**WHAT YOU ARE ASKED TO DO**: Pick out every line of the data below that contains the word "slope" and copy each of those lines in full.

**SUPPLIED INFORMATION**:
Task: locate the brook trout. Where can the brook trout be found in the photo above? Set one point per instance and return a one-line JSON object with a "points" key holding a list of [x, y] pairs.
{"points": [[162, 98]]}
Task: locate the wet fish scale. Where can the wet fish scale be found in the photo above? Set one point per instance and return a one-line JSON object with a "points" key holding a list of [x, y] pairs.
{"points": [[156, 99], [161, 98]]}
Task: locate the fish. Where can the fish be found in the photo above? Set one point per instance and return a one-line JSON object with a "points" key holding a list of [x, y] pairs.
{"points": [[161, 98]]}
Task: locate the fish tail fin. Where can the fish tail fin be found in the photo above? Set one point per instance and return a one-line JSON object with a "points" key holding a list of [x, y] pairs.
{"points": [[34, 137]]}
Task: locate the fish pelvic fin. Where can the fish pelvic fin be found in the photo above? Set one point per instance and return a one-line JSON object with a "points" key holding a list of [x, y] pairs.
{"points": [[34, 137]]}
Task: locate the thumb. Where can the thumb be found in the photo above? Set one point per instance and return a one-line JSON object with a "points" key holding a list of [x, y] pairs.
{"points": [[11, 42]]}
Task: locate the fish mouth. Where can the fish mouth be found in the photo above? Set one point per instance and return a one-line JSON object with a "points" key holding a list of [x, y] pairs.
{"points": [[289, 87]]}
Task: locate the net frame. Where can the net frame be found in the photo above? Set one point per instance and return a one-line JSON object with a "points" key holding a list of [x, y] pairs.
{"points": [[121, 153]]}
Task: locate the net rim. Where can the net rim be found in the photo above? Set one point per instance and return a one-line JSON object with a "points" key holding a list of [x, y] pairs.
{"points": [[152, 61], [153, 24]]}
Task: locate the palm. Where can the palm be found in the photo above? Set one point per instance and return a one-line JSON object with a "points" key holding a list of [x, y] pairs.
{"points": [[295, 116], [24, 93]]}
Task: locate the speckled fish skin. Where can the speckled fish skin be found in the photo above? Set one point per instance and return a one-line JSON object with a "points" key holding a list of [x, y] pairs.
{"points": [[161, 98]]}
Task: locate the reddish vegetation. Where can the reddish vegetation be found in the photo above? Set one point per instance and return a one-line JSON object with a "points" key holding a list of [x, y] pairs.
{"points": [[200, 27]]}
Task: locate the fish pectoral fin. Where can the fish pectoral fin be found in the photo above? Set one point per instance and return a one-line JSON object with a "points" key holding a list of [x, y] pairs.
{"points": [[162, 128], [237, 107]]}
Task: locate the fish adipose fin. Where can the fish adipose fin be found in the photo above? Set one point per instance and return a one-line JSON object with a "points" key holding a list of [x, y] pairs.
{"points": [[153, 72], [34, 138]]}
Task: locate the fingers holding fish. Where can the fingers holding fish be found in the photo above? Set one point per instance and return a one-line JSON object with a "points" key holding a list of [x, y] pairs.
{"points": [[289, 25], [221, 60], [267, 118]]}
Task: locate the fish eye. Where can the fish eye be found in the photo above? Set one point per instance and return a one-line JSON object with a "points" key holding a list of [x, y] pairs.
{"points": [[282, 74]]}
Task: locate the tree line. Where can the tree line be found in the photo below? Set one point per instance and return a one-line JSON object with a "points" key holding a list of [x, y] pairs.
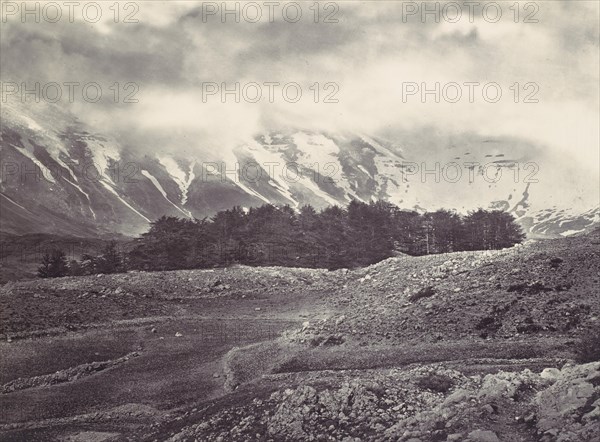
{"points": [[335, 237]]}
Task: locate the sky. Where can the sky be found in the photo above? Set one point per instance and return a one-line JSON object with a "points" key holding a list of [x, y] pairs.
{"points": [[370, 55]]}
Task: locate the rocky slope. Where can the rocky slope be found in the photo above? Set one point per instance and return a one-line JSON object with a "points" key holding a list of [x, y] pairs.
{"points": [[464, 346], [61, 176]]}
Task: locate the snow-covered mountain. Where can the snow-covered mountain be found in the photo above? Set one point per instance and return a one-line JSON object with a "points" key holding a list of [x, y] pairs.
{"points": [[60, 176]]}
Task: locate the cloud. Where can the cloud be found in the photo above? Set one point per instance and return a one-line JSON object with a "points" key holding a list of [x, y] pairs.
{"points": [[369, 53]]}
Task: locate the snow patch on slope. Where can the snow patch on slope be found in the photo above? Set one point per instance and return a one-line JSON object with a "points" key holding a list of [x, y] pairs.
{"points": [[154, 181]]}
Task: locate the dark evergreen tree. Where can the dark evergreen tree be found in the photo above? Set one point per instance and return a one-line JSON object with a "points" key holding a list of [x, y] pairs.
{"points": [[54, 264]]}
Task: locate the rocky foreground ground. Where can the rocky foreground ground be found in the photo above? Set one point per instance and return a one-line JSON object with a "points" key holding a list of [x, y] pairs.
{"points": [[472, 346]]}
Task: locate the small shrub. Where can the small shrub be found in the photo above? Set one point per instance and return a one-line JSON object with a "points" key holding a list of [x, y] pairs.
{"points": [[555, 262], [425, 292], [436, 382], [587, 348]]}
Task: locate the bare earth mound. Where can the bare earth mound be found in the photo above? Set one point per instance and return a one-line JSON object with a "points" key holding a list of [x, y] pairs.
{"points": [[471, 346]]}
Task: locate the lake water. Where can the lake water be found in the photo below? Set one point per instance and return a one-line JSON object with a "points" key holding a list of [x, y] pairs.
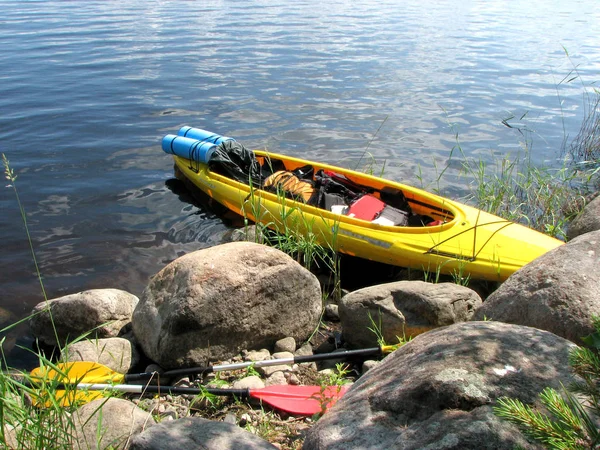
{"points": [[88, 89]]}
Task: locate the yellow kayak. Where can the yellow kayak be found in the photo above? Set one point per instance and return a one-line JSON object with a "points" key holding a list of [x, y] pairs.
{"points": [[461, 240]]}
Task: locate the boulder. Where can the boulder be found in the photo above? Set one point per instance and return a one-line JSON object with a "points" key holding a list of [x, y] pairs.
{"points": [[197, 433], [109, 423], [97, 313], [212, 303], [557, 292], [117, 354], [438, 390], [403, 309], [588, 220]]}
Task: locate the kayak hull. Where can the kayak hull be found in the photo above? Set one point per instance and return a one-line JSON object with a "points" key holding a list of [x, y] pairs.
{"points": [[467, 242]]}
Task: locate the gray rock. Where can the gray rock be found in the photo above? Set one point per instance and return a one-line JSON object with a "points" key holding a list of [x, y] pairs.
{"points": [[287, 344], [588, 220], [304, 350], [101, 313], [276, 379], [558, 292], [251, 382], [403, 309], [197, 433], [438, 390], [256, 355], [211, 304], [109, 423], [332, 312], [117, 354]]}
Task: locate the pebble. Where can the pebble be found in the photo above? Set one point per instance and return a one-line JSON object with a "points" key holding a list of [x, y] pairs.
{"points": [[256, 355], [251, 382], [368, 365], [276, 379], [287, 344]]}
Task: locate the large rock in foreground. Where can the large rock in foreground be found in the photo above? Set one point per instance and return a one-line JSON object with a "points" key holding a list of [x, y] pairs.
{"points": [[211, 304], [97, 313], [403, 309], [558, 292], [438, 390]]}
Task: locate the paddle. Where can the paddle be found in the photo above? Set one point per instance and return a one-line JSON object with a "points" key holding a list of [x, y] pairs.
{"points": [[296, 400], [90, 372]]}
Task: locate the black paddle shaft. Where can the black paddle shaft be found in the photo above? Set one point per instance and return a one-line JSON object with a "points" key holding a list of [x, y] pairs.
{"points": [[271, 362]]}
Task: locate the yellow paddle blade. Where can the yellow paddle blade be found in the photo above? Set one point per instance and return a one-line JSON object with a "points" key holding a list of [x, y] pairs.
{"points": [[64, 398], [77, 372]]}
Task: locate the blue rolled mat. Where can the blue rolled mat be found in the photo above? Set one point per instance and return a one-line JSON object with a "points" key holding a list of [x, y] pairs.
{"points": [[202, 135], [186, 147]]}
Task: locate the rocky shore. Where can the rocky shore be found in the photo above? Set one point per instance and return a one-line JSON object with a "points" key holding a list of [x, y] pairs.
{"points": [[243, 301]]}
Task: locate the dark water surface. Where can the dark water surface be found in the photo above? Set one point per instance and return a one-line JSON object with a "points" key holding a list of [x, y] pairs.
{"points": [[88, 88]]}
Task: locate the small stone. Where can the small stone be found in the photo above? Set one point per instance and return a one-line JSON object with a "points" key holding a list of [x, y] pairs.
{"points": [[270, 370], [332, 313], [251, 382], [283, 355], [256, 355], [287, 344], [305, 350], [276, 379]]}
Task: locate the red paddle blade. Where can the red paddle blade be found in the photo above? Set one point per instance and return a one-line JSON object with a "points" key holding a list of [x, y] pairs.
{"points": [[300, 400]]}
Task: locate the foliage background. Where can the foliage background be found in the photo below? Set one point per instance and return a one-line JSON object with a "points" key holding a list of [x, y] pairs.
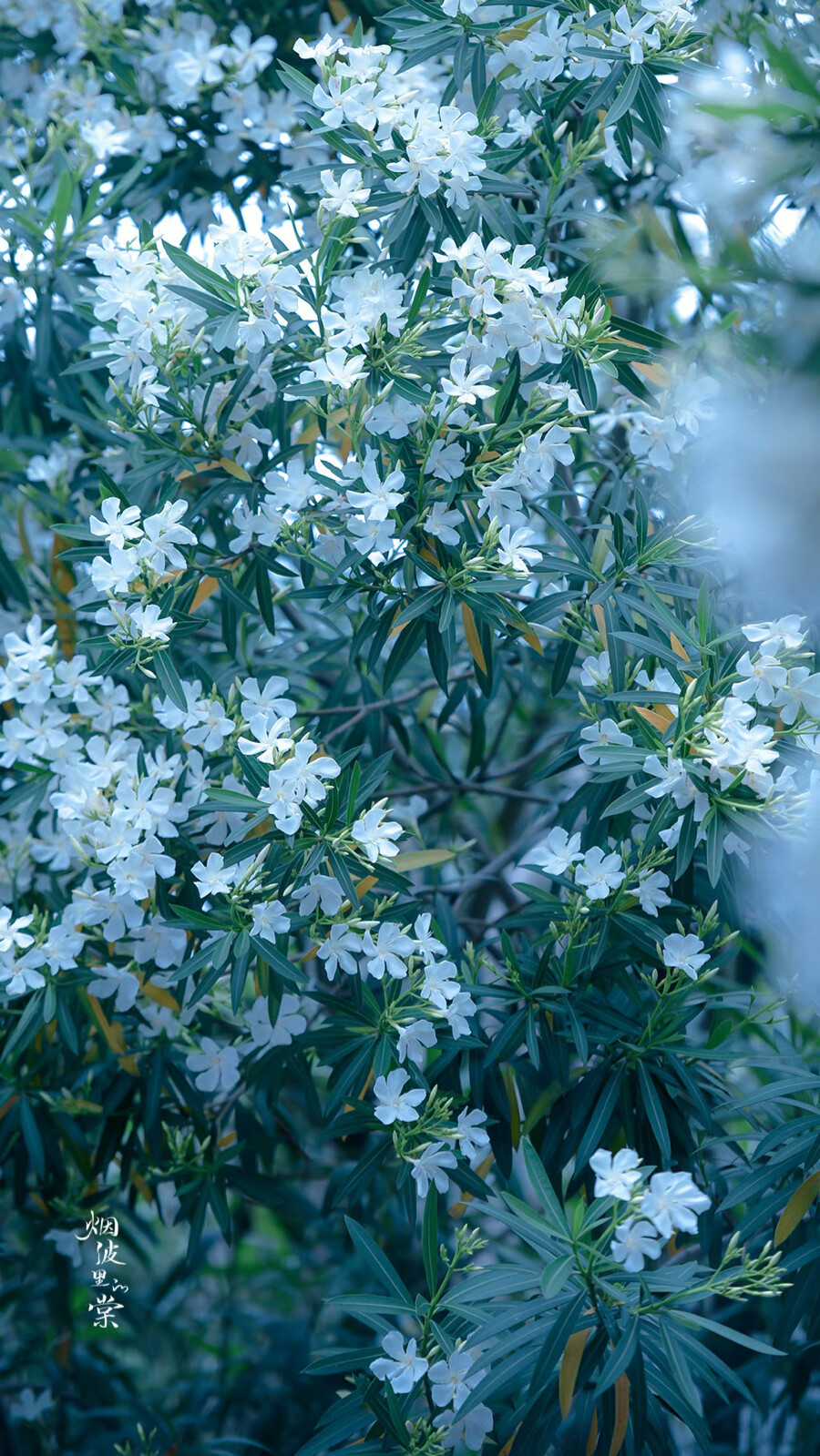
{"points": [[217, 1336]]}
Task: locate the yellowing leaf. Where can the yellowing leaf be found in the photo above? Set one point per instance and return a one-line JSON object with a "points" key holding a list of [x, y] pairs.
{"points": [[112, 1033], [620, 1414], [457, 1208], [600, 624], [471, 632], [421, 858], [63, 580], [231, 468], [797, 1206], [569, 1365], [678, 647], [204, 590], [159, 994], [652, 372], [659, 717]]}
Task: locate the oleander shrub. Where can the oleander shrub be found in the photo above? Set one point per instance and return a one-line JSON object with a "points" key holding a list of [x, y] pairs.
{"points": [[386, 740]]}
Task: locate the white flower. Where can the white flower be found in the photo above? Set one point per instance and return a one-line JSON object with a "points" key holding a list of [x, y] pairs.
{"points": [[214, 877], [671, 779], [340, 951], [431, 1168], [440, 984], [117, 523], [683, 952], [673, 1201], [162, 535], [14, 932], [443, 523], [270, 919], [600, 874], [335, 370], [217, 1067], [289, 1023], [344, 196], [396, 1105], [116, 979], [599, 737], [388, 952], [321, 890], [425, 943], [374, 836], [466, 386], [464, 1433], [404, 1368], [616, 1174], [635, 1242], [414, 1040], [775, 636], [800, 692], [146, 625], [595, 670], [559, 852], [651, 891], [515, 552], [761, 678], [450, 1380]]}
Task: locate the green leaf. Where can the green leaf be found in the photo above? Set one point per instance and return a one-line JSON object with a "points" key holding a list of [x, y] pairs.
{"points": [[377, 1263], [430, 1239]]}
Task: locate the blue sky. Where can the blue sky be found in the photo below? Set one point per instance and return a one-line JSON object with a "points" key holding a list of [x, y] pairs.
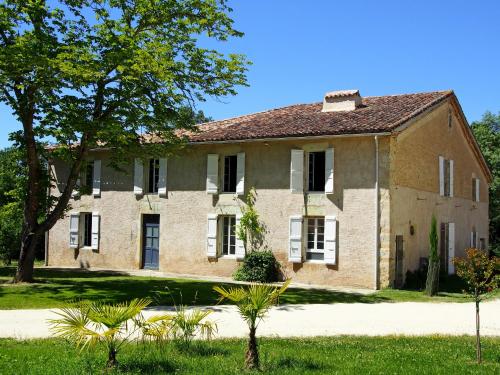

**OUTPUT FOR THIS EXERCISE**:
Task: locate the rocky slope. Where can the rocky slope be found in the photo above? Set one point per instance and return a one-line JSON object with a "points" key holding a list of [x, y] pairs.
Task: locate the snow patch on slope. Where can the snow patch on slope be found in the photo above? Set one point per instance and return a one-line JSON object with a "points" key holding a list of [x, y] pairs.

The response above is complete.